Written request: Output the part of the entries that runs from their start through the line containing "output: one JSON", both ends included, reproducing each line exactly.

----- Extracted material

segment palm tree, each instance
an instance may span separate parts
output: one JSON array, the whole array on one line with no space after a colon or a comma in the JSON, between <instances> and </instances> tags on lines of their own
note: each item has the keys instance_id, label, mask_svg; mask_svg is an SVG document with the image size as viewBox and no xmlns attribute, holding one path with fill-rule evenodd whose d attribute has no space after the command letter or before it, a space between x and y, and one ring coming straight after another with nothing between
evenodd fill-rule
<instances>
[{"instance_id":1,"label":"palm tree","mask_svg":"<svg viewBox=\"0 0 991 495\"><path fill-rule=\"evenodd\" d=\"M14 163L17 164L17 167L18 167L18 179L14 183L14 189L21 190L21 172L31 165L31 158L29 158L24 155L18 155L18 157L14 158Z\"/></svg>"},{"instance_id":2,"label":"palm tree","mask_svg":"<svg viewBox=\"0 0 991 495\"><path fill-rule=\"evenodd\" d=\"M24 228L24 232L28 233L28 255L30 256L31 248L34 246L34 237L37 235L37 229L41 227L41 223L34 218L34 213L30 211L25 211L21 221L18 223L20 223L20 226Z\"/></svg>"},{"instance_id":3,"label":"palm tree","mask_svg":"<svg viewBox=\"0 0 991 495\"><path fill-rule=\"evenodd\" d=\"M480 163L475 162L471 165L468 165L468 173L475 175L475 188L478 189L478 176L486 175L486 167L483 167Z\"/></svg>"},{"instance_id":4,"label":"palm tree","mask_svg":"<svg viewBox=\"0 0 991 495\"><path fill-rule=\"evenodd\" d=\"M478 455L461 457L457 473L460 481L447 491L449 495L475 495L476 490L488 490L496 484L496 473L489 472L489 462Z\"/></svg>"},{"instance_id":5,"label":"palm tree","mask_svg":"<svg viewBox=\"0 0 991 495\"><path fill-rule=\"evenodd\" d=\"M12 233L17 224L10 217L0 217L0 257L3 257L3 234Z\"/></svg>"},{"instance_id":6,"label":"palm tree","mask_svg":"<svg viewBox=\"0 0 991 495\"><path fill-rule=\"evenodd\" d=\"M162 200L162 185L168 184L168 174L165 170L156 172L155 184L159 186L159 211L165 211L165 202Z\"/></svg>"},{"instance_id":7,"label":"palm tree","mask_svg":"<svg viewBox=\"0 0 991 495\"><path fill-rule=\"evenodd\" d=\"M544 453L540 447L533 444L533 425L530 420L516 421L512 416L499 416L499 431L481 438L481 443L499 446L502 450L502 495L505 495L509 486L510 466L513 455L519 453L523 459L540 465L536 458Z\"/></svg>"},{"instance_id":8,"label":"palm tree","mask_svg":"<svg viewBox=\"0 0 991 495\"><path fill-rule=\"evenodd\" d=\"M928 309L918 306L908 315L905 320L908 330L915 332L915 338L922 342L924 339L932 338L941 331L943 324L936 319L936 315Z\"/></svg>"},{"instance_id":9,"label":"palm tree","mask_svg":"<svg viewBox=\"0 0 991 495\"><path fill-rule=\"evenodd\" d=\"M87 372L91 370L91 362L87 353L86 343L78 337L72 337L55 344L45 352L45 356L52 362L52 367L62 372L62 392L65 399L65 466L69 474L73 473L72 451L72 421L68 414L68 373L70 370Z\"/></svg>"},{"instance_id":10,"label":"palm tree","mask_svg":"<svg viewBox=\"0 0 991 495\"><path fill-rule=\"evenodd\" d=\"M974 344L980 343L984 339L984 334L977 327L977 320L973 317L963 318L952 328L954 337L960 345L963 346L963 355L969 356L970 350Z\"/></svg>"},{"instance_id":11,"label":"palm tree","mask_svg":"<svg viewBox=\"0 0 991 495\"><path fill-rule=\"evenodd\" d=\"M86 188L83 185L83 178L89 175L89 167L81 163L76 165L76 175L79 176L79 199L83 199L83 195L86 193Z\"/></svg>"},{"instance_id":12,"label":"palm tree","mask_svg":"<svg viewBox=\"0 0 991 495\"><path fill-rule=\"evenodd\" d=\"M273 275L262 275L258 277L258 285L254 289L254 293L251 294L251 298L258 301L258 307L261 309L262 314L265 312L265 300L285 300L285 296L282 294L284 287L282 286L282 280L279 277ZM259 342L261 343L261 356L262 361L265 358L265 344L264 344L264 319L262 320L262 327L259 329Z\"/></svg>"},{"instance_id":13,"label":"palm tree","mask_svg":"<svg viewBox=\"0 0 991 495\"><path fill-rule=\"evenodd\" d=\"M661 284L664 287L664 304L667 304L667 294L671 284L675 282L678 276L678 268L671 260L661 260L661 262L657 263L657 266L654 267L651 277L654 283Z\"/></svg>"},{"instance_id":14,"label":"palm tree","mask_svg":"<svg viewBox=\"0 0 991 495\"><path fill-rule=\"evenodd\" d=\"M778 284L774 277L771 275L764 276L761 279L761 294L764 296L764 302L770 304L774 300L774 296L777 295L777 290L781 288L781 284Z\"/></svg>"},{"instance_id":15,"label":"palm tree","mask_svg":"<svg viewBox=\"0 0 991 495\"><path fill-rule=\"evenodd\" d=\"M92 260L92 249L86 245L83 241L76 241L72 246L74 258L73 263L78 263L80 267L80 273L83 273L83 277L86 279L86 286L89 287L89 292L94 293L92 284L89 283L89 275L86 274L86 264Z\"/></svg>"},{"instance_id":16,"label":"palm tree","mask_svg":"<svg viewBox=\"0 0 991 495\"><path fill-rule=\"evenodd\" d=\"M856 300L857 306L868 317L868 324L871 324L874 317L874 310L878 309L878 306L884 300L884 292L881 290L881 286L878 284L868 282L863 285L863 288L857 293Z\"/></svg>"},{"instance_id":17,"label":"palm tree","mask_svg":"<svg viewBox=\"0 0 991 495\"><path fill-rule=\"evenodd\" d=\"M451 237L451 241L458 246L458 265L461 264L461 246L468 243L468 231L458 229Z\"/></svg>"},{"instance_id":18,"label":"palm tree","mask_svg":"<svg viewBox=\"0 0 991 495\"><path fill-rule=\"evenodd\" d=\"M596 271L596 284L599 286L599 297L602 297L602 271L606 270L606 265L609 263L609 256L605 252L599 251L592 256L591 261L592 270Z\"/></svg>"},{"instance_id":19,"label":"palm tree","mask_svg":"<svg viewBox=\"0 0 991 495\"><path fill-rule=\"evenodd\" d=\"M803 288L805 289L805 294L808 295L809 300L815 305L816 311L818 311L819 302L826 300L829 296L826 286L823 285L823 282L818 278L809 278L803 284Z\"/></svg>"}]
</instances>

----------

Complete output:
segment palm tree, each instance
an instance may span separate parts
output: one JSON array, the whole array on one line with no space after a colon or a comma in the JSON, between <instances> and </instances> tags on lines of their own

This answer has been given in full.